- _BAGIAN DOKUMEN_
============
“Salah satu bidang investasi utama yang dilakukan perusahaan-perusahaan Tiongkok adalah peleburan nikel dan industri pengolahan hilir di Indonesia,” kata Rajiv Biswas, kepala ekonom Asia-Pasifik di S&P Global Market Intelligence.
Investasi Tiongkok berjumlah US$3,6 miliar dari Januari hingga Juni, naik dari US$1,7 miliar pada paruh pertama tahun 2021, menurut data kementerian. Tiongkok merupakan investor asing terbesar kedua di Indonesia setelah Singapura.
Tiongkok sangat bergantung pada impor dari Indonesia – eksportir utama batu bara, minyak sawit, nikel, dan bahan mentah lainnya – untuk mempertahankan produksi manufakturnya, termasuk pembuatan baja, yang bernilai US$4,87 triliun pada tahun lalu.
Perdagangan antara Indonesia dan Tiongkok meningkat sebesar 28,8 persen dalam sembilan bulan pertama tahun ini, dipimpin oleh ekspor logam dasar, batu bara, dan gas alam Indonesia.
Indonesia melarang ekspor bijih nikel pada akhir tahun 2020 sebagai bagian dari kampanyenya untuk menarik investasi di bidang pengolahan, menciptakan lapangan kerja, dan meningkatkan rantai nilai ekspor. Uni Eropa kemudian mengajukan perselisihan ke Organisasi Perdagangan Dunia mengenai larangan tersebut, meskipun belum ada keputusan yang diambil.
Meski begitu, Widodo telah memberi isyarat bahwa kemungkinan besar akan ada lebih banyak larangan ekspor bahan mentah.
Indonesia mungkin merupakan eksportir utama mineral, namun pendapatan yang dihasilkan dari penjualan mineral tersebut belum mampu mengentaskan kemiskinan di negara ini atau “menjangkau populasi yang lebih luas”, kata Angela Tritto, peneliti postdoctoral di Hong Kong University of Science and Technology Institute for Emerging Market Studies. .
Investasi Tiongkok telah membantu Indonesia menjadi produsen nikel dan produk terkait nikel terbesar di dunia, seperti baja tahan karat, kata Tritto. Dia berharap baterai kendaraan listrik akan mengikuti.
Zhejiang Huayou Cobalt dari Tiongkok mengumumkan pada Mei 2021 bahwa mereka akan bermitra dengan perusahaan lain, termasuk pembuat baterai, untuk mendirikan proyek peleburan nikel dan kobalt senilai US$2,1 miliar di Indonesia. Proyek ini bertujuan untuk memproduksi sekitar 120.000 ton nikel.
============
- _DATA TERSIMPAN_
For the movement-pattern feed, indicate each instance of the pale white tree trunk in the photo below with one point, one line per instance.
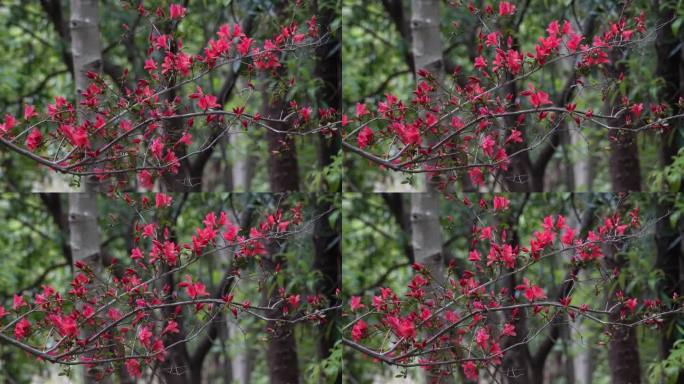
(87, 57)
(426, 232)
============
- _DAFTAR TUGAS_
1. Cetak bagian artikel tentang investasi Tiongkok di Indonesia, mulai dari "Zhejiang Huayou Cobalt" terus ke bawah hingga "120.000 ton nikel.".
2. Menurut artikel tentang investasi Tiongkok di Indonesia, kapan Indonesia melarang ekspor bijih nikel?

- _JAWABAN PER TUGAS_
1.
Zhejiang Huayou Cobalt dari Tiongkok mengumumkan pada Mei 2021 bahwa mereka akan bermitra dengan perusahaan lain, termasuk pembuat baterai, untuk mendirikan proyek peleburan nikel dan kobalt senilai US$2,1 miliar di Indonesia. Proyek ini bertujuan untuk memproduksi sekitar 120.000 ton nikel.

2. Pada akhir tahun 2020.